■ TASK TO CARRY OUT ■
Switch "oxygen" to "hydrogen" everywhere it appears in the squid blog post, starting with "The Squid Nebula" and going on through "posting guidelines here.", and give that part of the post again with the change made.

■ TEXT PASSAGE ■
---------------
Friday Squid Blogging: Squid Nebula
Pretty photograph.
The Squid Nebula is shown in blue, indicating doubly ionized oxygen—which is when you ionize your oxygen once and then ionize it again just to make sure. (In all seriousness, it likely indicates a low-mass star nearing the end of its life).
As usual, you can also use this squid post to talk about the security stories in the news that I haven’t covered.
Read my blog posting guidelines here.
vas pup • November 24, 2023 6:13 PM
The electronic noses designed to prevent food poisoning
https://www.bbc.com/news/business-67354443
“The human nose and its ability to smell is an amazing thing.
Each nose has around 400 scent receptors that are said to be able to detect around one trillion different odours.
To replicate such a level of sensory expertise in scientific equipment is a
daunting challenge.
Yet thanks to recent advances in artificial intelligence (AI), the latest
electronic noses – high-tech sensors that can detect and report specific smells – are quickly improving their levels of speed and accuracy.
Their proponents say that they can transform food safety.
Common types of potentially deadly foodborne bacteria are salmonella and E. Coli.
Both of these have their own “electronic personality”, says Prof Raz Jelinek, the co-developer of an e-nose called Sensifi, and a professor of chemistry at Ben Gurion University of the Negev, in Israel. “They have their own electrical signal.”
---------------
■ THE DATA ■

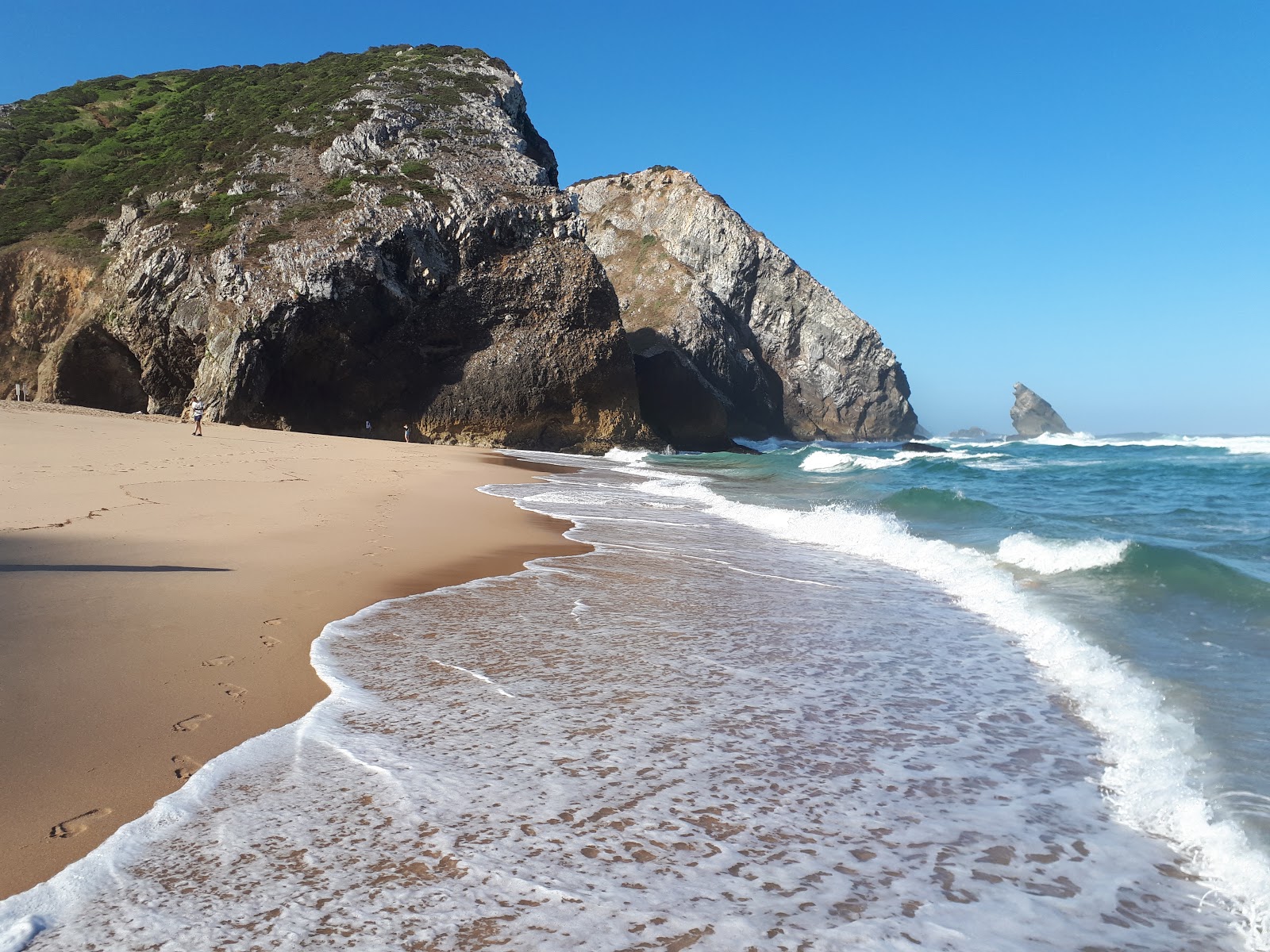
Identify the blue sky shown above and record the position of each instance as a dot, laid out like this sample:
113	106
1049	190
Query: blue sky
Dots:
1072	194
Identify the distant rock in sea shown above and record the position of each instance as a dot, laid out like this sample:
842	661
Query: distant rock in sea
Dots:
973	433
1033	416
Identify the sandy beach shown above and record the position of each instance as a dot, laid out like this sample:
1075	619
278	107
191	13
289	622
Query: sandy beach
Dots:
160	593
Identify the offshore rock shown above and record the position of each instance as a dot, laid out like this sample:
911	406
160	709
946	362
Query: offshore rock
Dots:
732	340
1033	416
414	266
973	433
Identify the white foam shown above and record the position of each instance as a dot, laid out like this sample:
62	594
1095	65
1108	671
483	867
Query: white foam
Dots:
836	461
1151	778
1053	556
1236	446
626	456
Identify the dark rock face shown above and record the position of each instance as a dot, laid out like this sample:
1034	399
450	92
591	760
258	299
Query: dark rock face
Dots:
1033	416
408	259
463	301
730	338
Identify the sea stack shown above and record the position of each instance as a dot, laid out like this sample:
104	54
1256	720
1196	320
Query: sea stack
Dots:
1033	416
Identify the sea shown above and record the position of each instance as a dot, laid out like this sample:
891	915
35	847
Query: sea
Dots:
1009	696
---------------
■ ANSWER FOR THE TASK ■
The Squid Nebula is shown in blue, indicating doubly ionized hydrogen—which is when you ionize your hydrogen once and then ionize it again just to make sure. (In all seriousness, it likely indicates a low-mass star nearing the end of its life).
As usual, you can also use this squid post to talk about the security stories in the news that I haven’t covered.
Read my blog posting guidelines here.